** START DATASET RECORDS **
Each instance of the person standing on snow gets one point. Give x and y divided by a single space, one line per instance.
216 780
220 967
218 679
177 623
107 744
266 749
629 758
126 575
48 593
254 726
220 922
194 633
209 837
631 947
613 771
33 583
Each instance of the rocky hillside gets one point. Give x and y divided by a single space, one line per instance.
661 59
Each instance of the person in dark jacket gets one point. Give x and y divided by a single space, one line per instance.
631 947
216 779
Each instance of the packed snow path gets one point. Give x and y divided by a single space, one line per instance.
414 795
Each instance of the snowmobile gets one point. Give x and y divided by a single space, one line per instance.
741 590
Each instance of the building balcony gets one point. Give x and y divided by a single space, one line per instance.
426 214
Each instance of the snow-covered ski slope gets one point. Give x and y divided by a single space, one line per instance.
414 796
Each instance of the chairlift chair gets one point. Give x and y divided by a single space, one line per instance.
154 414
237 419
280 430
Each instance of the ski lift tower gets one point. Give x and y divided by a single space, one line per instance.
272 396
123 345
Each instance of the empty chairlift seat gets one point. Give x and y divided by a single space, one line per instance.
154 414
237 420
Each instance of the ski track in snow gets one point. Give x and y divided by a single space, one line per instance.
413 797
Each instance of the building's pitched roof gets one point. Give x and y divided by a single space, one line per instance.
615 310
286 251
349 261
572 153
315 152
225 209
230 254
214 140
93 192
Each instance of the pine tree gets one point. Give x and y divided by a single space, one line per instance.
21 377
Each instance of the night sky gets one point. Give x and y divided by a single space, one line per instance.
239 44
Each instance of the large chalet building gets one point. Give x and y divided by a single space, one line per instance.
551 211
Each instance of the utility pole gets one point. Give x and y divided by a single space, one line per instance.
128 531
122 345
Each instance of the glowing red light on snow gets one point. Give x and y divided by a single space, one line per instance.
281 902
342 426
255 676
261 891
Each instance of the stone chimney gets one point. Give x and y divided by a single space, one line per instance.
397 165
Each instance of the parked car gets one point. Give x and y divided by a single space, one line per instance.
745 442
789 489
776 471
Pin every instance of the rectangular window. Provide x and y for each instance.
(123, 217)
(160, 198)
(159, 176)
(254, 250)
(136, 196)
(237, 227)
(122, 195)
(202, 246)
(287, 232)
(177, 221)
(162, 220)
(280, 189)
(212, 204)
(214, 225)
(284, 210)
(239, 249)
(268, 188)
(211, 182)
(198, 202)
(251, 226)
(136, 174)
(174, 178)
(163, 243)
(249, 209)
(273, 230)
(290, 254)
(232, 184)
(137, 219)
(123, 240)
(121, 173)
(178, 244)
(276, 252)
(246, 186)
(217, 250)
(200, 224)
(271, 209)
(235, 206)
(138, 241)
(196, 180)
** END DATASET RECORDS **
Copy the part of the items that opens with the line containing "Each instance of the parked" and continues through the last line of the items, with both ends included.

(FULL ANSWER)
Each instance of the parked car gets one point. Give x and y divided by a single space, one line per instance.
745 442
789 489
776 471
Pin every instance of the rectangular window. Provide x and y for each instance.
(123, 217)
(160, 198)
(159, 176)
(254, 250)
(136, 196)
(237, 227)
(122, 195)
(202, 246)
(287, 232)
(177, 221)
(162, 220)
(280, 189)
(212, 204)
(214, 225)
(284, 210)
(239, 249)
(268, 188)
(211, 182)
(198, 202)
(251, 226)
(136, 174)
(174, 178)
(163, 243)
(249, 209)
(273, 230)
(290, 254)
(232, 184)
(137, 219)
(123, 240)
(121, 173)
(178, 244)
(276, 252)
(246, 186)
(217, 250)
(200, 224)
(271, 209)
(235, 206)
(138, 241)
(196, 180)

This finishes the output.